INSTRUCTIONS TO FOLLOW:
State how many of the lines below contain the string "bear", treating uppercase and lowercase as different. Give only the number.

• • • •

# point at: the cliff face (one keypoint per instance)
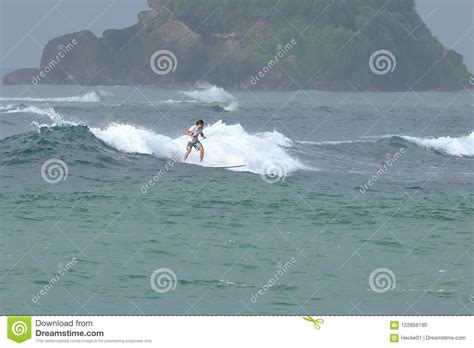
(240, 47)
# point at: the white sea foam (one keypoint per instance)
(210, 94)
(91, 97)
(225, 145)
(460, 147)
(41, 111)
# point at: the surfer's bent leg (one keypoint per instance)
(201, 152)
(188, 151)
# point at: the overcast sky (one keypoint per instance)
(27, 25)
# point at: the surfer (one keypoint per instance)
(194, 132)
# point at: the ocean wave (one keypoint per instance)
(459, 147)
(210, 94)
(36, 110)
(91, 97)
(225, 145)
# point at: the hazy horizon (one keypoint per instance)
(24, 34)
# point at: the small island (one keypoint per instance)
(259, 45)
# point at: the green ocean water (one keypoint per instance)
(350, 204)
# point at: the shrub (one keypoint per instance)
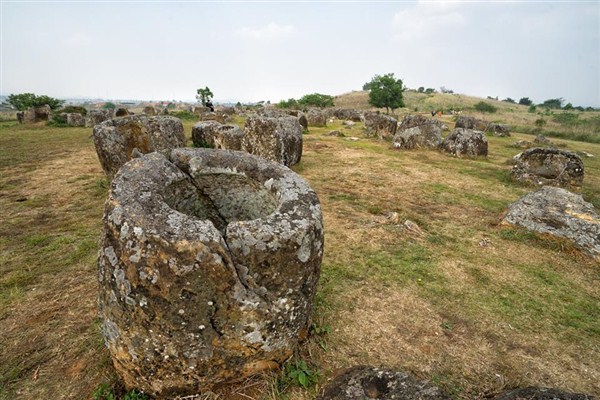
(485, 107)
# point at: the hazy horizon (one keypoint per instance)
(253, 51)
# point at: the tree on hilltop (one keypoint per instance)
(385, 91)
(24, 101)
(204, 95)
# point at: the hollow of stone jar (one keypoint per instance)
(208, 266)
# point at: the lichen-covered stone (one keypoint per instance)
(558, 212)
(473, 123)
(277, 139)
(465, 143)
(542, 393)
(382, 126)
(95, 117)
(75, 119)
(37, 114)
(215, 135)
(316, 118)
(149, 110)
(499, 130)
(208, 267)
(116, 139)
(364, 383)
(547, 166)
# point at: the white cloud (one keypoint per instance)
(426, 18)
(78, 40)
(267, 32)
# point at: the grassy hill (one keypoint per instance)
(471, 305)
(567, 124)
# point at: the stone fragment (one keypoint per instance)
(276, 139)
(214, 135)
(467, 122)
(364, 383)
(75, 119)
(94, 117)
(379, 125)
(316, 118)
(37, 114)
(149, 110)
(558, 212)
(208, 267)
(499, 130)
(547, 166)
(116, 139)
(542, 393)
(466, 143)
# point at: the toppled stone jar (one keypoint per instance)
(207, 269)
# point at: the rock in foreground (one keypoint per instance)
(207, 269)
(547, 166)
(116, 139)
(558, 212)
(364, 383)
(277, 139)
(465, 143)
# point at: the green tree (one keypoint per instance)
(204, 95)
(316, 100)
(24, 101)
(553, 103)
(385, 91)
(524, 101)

• • • •

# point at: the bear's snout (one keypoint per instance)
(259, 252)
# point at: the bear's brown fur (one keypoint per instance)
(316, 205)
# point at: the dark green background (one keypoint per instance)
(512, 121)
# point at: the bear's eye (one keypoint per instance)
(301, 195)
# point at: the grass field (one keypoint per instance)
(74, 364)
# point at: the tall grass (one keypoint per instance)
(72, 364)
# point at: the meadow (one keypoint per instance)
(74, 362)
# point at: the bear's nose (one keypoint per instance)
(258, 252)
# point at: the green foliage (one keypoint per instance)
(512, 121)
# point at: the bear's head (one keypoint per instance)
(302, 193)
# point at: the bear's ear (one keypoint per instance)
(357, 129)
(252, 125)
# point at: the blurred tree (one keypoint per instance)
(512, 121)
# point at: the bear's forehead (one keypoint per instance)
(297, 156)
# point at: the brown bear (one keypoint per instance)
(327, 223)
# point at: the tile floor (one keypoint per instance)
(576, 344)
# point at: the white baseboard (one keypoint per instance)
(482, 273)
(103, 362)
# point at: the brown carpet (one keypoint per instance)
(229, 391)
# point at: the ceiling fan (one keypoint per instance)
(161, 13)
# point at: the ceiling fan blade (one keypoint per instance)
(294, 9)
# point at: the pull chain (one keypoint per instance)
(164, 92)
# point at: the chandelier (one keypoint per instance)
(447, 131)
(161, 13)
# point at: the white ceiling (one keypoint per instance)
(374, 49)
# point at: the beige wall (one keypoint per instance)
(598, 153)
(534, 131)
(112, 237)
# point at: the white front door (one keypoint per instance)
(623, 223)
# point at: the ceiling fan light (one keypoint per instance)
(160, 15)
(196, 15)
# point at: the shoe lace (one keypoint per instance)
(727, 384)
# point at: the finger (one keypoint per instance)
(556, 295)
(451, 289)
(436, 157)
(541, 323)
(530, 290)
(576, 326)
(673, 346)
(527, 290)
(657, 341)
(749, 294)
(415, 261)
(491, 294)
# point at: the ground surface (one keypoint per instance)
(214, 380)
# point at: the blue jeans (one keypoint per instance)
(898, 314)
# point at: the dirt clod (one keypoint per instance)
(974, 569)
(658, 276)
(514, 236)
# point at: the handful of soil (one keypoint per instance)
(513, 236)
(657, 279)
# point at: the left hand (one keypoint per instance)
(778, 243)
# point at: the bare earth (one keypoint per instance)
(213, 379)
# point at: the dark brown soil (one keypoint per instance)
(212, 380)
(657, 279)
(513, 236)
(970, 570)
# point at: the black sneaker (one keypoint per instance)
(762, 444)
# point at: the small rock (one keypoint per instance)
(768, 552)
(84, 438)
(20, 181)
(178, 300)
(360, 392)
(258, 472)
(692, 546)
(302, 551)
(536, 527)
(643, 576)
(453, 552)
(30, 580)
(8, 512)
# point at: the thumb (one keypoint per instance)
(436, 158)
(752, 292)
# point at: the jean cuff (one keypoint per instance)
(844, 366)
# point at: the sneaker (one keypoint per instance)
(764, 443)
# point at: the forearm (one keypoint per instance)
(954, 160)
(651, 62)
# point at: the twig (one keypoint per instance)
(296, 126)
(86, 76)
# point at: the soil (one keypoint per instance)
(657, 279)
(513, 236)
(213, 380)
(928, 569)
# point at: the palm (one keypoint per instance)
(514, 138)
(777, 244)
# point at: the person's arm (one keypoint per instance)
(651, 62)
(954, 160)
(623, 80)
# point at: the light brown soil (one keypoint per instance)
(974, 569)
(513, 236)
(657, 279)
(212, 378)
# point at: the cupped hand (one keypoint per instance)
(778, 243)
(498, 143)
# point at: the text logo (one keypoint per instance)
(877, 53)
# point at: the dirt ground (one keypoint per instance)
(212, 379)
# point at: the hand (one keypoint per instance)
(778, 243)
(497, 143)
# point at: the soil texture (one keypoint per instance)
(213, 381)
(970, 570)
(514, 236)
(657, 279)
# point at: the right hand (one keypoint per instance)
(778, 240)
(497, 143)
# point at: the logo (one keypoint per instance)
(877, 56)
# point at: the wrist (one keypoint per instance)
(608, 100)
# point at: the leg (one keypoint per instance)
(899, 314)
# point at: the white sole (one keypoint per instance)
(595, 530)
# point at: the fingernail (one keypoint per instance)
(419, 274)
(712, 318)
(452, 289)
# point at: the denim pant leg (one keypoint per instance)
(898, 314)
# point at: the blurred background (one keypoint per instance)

• • • •

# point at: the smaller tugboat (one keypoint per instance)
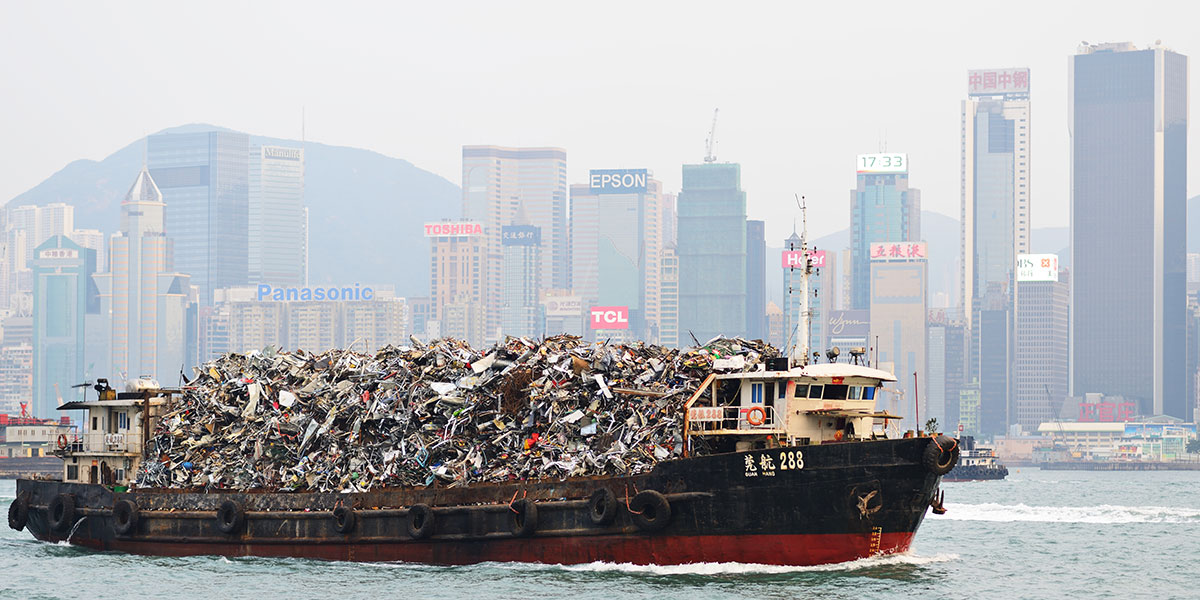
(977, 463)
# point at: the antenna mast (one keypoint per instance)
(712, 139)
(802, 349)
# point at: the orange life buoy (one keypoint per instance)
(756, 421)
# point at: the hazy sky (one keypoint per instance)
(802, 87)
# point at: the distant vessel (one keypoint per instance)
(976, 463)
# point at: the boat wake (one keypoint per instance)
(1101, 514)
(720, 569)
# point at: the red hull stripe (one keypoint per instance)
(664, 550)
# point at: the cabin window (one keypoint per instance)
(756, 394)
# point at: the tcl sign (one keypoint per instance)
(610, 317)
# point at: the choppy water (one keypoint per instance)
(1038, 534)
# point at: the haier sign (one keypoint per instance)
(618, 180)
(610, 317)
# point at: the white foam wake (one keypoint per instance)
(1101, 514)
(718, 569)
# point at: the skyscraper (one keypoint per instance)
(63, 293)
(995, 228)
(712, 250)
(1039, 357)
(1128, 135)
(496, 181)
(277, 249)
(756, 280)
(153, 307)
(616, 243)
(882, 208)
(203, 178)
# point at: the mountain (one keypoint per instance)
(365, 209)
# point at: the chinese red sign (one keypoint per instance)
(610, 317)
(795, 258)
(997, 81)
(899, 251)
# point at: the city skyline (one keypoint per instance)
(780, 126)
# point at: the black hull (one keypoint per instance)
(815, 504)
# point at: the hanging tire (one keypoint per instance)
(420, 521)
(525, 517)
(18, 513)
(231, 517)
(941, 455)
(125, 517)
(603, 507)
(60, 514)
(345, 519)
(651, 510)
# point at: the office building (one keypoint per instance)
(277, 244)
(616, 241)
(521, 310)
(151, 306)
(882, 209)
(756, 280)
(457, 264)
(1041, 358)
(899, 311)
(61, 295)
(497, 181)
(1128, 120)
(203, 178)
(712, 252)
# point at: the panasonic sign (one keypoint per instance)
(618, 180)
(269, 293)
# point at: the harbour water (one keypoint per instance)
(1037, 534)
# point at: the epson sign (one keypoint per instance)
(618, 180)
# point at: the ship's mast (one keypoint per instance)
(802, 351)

• • • •

RESULT FOR THIS EXERCISE:
8